## Exercise inputs

- - - - -

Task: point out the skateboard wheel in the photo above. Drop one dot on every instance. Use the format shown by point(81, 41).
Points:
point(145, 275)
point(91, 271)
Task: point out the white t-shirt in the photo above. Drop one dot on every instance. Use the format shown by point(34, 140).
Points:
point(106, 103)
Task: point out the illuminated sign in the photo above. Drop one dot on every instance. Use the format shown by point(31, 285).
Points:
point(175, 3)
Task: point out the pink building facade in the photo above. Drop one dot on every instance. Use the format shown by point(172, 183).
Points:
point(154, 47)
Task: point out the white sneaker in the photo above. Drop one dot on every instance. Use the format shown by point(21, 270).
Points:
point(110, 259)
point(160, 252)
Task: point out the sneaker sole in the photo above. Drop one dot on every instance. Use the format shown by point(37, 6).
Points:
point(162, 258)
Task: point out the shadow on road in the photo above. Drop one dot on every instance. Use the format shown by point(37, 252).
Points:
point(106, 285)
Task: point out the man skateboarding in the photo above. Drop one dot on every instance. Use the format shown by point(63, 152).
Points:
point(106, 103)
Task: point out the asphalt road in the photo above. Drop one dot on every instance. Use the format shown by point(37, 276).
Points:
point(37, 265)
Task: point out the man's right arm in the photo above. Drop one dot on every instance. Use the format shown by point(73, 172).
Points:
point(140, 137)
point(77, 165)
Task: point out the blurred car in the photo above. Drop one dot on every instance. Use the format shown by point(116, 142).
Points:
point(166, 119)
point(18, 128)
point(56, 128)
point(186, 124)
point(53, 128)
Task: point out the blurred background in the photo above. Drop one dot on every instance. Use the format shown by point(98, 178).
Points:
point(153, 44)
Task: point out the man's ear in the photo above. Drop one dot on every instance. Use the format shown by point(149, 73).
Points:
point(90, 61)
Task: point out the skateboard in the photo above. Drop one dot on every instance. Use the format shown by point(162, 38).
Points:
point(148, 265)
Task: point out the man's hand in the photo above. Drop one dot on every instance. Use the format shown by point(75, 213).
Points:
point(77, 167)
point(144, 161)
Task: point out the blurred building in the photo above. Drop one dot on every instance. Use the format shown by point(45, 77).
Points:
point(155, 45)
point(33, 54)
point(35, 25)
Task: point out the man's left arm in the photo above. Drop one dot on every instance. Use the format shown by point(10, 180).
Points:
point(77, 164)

- - - - -

Convert all of the rows above into a two-column CSV with the headers instruction and points. Give one CSV line per row, with its task text and its answer each in a single quoted field and any line breaks replaced by spaces.

instruction,points
"Task: point out the skateboard wheel in the photo above. Drop one dot on every instance. Use the format shown by point(81, 41). Points:","point(145, 275) point(91, 271)"
"Task: point out the white t-shirt in the photo above. Drop one dot on every instance. Use the format shown by point(34, 140). Points:","point(106, 103)"
"Task: point out the illuminated sign in the photo above. Drop one dot on every instance. Use the format shown by point(31, 285). Points:","point(175, 3)"
"Task: point out the pink building facade in the photo above. Drop one dot on every instance. Use the format shown by point(172, 183). Points:","point(154, 47)"
"Task: point out the white sneaker in the photo above. Drop one dot on every instance. Use the format shown by point(21, 270). Points:","point(110, 259) point(160, 252)"
"Task: point out the sneaker sole in the photo above. Drop one dot on every instance. Use the format shown by point(37, 6). Points:","point(162, 258)"
"Task: point out the shadow on road in the photo above. Drop one dot on every instance. Use the format shown by point(37, 252). Points:","point(106, 285)"
"Task: point out the man skateboarding in the photo above. Drop one dot on every instance. Use the format shown by point(63, 152). Points:","point(106, 103)"
"Task: point out the asphalt road in the photo above. Drop one dot on every instance. Use the format shown by point(37, 276). Points:","point(37, 265)"
"Task: point out the man's right arm in the photo above. Drop one dot on every instance. Use the format shown by point(73, 172). Points:","point(140, 137) point(77, 165)"
"Task: point out the blurred car in the photo above. Drop one dot on every instance. Use the format shown by point(116, 142). Points:","point(166, 119) point(18, 128) point(56, 128) point(186, 124) point(53, 128)"
"Task: point out the blurred background in the photo above. Drop one dot on every instance. Use the format shown by point(98, 178). Points:","point(153, 44)"
"Task: point out the man's ear in the photo above. Drop one dot on every instance. Use the format shown by point(149, 73). Points:","point(90, 61)"
"Task: point out the skateboard in the photo above. Drop one dot on every instance. Use the format shown by point(162, 38). Points:","point(148, 265)"
"Task: point out the man's hand in the photo above. Drop one dot on every instance. Use the format shown by point(75, 213). Points:","point(77, 167) point(144, 161)"
"Task: point out the blurred building in the photo above. Drop one dot on every instance. Use the format shown by point(45, 77). Points:","point(155, 45) point(33, 54) point(35, 25)"
"Task: point out the man's left arm in the photo above. Drop one dot on every instance. Use the format shown by point(10, 180). Points:","point(77, 164)"